PASSAGE GIVEN:
= = =

Data of ongoing transactions is stored in RAM. Transactions that get too big
(in terms of number of operations involved or the total size of data created or
modified by the transaction) will be committed automatically. Effectively this
means that big user transactions are split into multiple smaller RocksDB
transactions that are committed individually. The entire user transaction will
not necessarily have ACID properties in this case.
The following options can be used to control the RAM usage and automatic
intermediate commits for the RocksDB engine:
`--rocksdb.wal-file-timeout-initial` (Hidden)
Timeout after which deletion of unused WAL files kicks in after server start
(in seconds). Default: 180.0s
By decreasing this option's value, the server will start the removal of obsolete
WAL files earlier after server start. This is useful in testing environments that
are space-restricted and do not require keeping much WAL file data at all.
`--rocksdb.max-transaction-size`
Transaction size limit (in bytes). Transactions store all keys and values in
RAM, so large transactions run the risk of causing out-of-memory situations.
This setting allows you to ensure that does not happen by limiting the size of
any individual transaction. Transactions whose operations would consume more
RAM than this threshold value will abort automatically with error 32 ("resource
limit exceeded").
`--rocksdb.intermediate-commit-size`
If the size of all operations in a transaction reaches this threshold, the
transaction is committed automatically and a new transaction is started. The
value is specified in bytes.

= = =

DATA:
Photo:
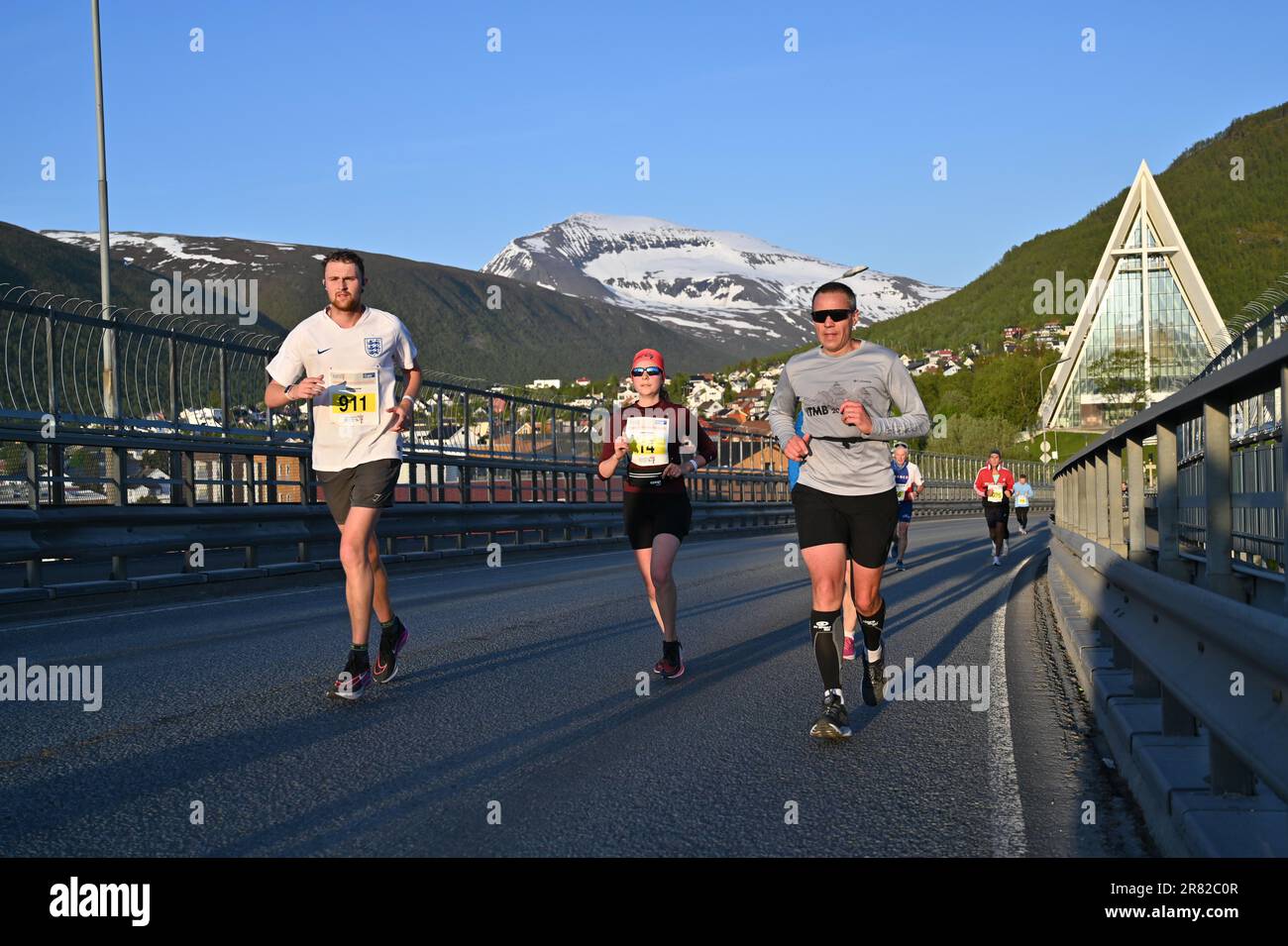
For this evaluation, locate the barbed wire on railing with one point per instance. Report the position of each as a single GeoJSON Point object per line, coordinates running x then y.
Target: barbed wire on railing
{"type": "Point", "coordinates": [1262, 319]}
{"type": "Point", "coordinates": [170, 367]}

= = =

WORK TO DO:
Write the next few lines of the passage on RocksDB transaction and RAM options, starting right after its last sentence.

ANSWER BELOW:
`--rocksdb.intermediate-commit-count`
If the number of operations in a transaction reaches this value, the transaction
is committed automatically and a new transaction is started.
`--rocksdb.throttle`
If enabled, throttles the ingest rate of writes if necessary to reduce chances
of compactions getting too far behind and blocking incoming writes. This option
is `true` by default.
`--rocksdb.sync-interval`
The interval (in milliseconds) that ArangoDB will use to automatically
synchronize data in RocksDB's write-ahead logs to disk. Automatic syncs will
only be performed for not-yet synchronized data, and only for operations that
have been executed without the *waitForSync* attribute.
Note: this option is not supported on Windows platforms. Setting the option to
a value greater 0 will produce a startup warning.
`--rocksdb.use-file-logging`
When set to *true*, enables writing of RocksDB's own informational LOG files into
RocksDB's database directory.
This option is turned off by default, but can be enabled for debugging RocksDB
internals and performance.
`--rocksdb.debug-logging`
When set to *true*, enables verbose logging of RocksDB's actions into the logfile
written by ArangoDB (if option `--rocksdb.use-file-logging` is off) or RocksDB's
own log (if option `--rocksdb.use-file-logging` is on).
This option is turned off by default, but can be enabled for debugging RocksDB
internals and performance.